Content starts

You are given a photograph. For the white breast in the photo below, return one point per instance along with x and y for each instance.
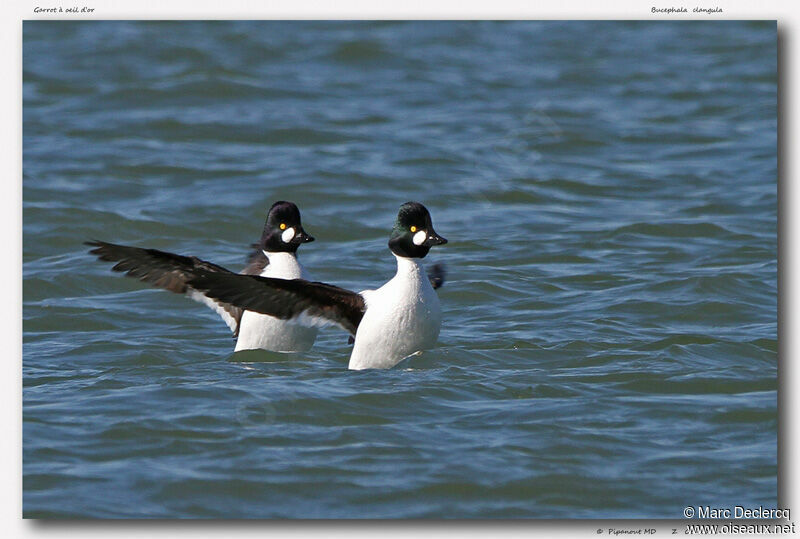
(402, 317)
(262, 331)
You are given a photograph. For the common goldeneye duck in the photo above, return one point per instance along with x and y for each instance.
(395, 321)
(275, 257)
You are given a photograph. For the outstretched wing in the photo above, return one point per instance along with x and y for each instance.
(168, 271)
(305, 302)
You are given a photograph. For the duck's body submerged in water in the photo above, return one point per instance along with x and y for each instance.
(397, 320)
(275, 257)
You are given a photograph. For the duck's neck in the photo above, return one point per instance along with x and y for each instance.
(409, 268)
(283, 265)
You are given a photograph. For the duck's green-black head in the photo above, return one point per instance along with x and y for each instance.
(413, 234)
(283, 231)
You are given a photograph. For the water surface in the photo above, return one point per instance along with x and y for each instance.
(609, 345)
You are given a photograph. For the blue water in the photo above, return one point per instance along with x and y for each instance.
(609, 190)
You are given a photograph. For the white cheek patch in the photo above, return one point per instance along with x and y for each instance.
(287, 235)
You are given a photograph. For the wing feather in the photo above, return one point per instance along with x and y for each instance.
(169, 271)
(304, 302)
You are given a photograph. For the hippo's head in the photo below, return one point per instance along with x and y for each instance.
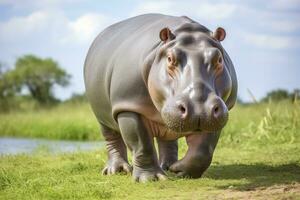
(189, 81)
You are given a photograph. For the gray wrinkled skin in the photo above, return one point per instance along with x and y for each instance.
(165, 77)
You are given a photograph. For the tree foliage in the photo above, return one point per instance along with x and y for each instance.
(36, 75)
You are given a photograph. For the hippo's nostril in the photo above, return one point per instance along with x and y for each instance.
(216, 111)
(182, 110)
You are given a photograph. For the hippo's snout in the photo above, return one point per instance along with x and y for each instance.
(188, 115)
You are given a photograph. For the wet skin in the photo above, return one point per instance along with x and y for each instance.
(164, 77)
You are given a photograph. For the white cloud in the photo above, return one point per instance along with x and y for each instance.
(85, 28)
(205, 10)
(54, 26)
(271, 41)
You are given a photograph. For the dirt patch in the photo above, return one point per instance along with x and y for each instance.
(291, 191)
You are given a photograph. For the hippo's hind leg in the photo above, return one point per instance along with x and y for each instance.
(117, 152)
(168, 152)
(140, 142)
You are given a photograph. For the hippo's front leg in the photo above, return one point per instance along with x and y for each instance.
(139, 141)
(199, 155)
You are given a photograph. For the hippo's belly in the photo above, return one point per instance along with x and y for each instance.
(114, 66)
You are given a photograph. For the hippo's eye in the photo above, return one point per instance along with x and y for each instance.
(171, 59)
(219, 66)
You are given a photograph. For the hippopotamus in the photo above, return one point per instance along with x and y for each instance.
(164, 77)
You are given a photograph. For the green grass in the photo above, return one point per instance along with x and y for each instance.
(69, 121)
(258, 157)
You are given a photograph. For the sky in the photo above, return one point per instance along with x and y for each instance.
(263, 37)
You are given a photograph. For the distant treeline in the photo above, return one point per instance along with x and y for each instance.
(30, 83)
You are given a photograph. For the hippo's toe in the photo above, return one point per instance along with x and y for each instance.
(116, 166)
(146, 175)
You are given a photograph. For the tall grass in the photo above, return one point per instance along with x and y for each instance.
(248, 124)
(272, 123)
(72, 121)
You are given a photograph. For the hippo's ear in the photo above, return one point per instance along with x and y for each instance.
(219, 34)
(165, 34)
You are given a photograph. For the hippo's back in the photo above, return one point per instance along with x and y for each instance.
(113, 66)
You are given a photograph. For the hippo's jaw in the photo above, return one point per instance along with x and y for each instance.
(195, 119)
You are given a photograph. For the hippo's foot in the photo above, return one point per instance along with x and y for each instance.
(116, 165)
(166, 164)
(191, 167)
(168, 153)
(146, 175)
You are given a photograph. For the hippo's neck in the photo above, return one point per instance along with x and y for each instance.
(160, 130)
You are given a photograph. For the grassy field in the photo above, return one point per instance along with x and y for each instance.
(258, 157)
(69, 121)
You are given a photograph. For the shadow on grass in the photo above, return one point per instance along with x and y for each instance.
(255, 175)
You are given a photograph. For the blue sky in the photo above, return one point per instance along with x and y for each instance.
(263, 37)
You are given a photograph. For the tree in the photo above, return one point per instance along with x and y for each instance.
(7, 87)
(39, 76)
(277, 95)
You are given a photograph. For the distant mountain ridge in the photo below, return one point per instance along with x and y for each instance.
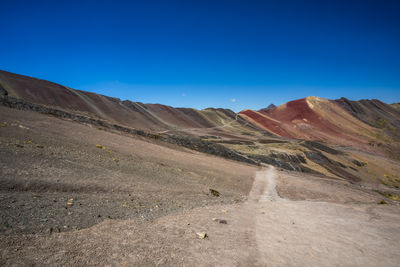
(364, 124)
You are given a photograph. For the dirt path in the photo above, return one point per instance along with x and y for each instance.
(306, 233)
(266, 230)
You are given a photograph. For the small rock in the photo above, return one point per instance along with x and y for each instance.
(202, 235)
(214, 192)
(220, 221)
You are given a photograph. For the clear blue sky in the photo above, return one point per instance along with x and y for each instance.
(234, 54)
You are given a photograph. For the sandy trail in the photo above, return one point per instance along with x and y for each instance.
(266, 230)
(306, 233)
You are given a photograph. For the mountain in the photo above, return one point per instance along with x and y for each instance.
(352, 140)
(153, 117)
(366, 124)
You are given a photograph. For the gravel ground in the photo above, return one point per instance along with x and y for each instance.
(58, 176)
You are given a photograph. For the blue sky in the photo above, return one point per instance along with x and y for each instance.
(232, 54)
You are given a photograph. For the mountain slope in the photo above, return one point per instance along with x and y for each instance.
(153, 117)
(340, 122)
(337, 139)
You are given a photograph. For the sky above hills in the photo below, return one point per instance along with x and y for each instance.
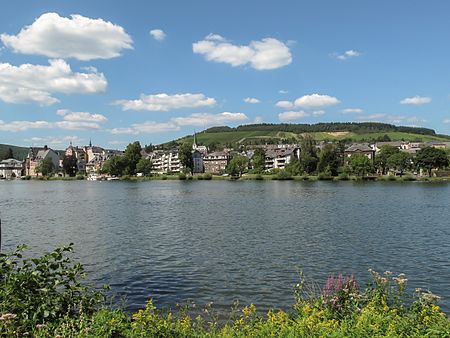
(153, 71)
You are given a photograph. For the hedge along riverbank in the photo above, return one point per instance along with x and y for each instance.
(44, 297)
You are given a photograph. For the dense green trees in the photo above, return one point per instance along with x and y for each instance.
(329, 160)
(399, 161)
(7, 155)
(238, 165)
(361, 165)
(132, 156)
(381, 160)
(70, 165)
(429, 158)
(185, 156)
(45, 167)
(144, 166)
(258, 160)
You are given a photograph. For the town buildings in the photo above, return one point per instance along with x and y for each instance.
(11, 168)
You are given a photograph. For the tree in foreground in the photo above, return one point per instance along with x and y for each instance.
(430, 158)
(259, 160)
(361, 165)
(185, 156)
(70, 165)
(381, 160)
(45, 167)
(329, 160)
(115, 166)
(132, 157)
(144, 166)
(238, 165)
(399, 161)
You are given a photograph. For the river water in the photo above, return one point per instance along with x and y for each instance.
(224, 241)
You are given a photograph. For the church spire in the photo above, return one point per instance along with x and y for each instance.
(194, 145)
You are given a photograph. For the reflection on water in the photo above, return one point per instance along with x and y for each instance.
(222, 241)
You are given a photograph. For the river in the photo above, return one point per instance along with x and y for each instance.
(222, 241)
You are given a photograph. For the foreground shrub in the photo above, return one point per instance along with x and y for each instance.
(43, 297)
(39, 290)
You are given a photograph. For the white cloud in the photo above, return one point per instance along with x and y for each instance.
(16, 126)
(416, 100)
(316, 101)
(295, 115)
(251, 100)
(258, 120)
(75, 37)
(149, 127)
(165, 102)
(352, 111)
(158, 34)
(347, 55)
(204, 119)
(77, 125)
(81, 116)
(292, 115)
(285, 104)
(29, 83)
(55, 140)
(268, 53)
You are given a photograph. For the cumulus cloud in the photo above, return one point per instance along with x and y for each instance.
(268, 53)
(292, 115)
(76, 37)
(55, 140)
(165, 102)
(81, 116)
(348, 54)
(416, 100)
(15, 126)
(204, 119)
(30, 83)
(157, 34)
(352, 111)
(285, 104)
(296, 115)
(149, 127)
(251, 100)
(313, 101)
(316, 101)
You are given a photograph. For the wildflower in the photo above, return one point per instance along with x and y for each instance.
(430, 297)
(8, 316)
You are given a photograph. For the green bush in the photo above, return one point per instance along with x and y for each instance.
(324, 177)
(343, 177)
(45, 289)
(43, 297)
(282, 175)
(207, 176)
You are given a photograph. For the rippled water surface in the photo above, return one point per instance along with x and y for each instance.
(223, 241)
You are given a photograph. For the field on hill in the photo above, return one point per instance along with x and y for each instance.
(232, 137)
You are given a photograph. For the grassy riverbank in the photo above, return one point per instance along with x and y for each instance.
(43, 297)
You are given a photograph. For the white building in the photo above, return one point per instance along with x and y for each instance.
(11, 168)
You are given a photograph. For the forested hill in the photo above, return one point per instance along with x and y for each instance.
(19, 153)
(334, 131)
(354, 127)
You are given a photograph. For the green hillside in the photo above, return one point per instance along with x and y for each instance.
(351, 132)
(19, 153)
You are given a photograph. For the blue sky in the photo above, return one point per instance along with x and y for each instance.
(152, 71)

Content ends

Where the line containing "You are given a photograph. For the grassy riverbank" appears in the records above, begin copying and continue through the last line; copy each line exactly and include no others.

RESPONSE FOR THIS EXERCISE »
You are given a photograph. For the grassy riverbank in the photo above, return one point per instance along with x and y for each instance.
(43, 297)
You are given a photograph. For the white building in the photo above, return one point per instance along with x and y for each instance.
(11, 168)
You are given a photograph. For the forested hill in the photo above, return one point per instance along with x and y for each instance.
(19, 153)
(334, 131)
(354, 127)
You are given a photograph. For the green hillside in the photo above, return one point per instance along with x and y for each instance.
(351, 132)
(19, 153)
You are given a photograph. For the blue sky in the photo above, return one point per instance along with x and y for each instance.
(152, 71)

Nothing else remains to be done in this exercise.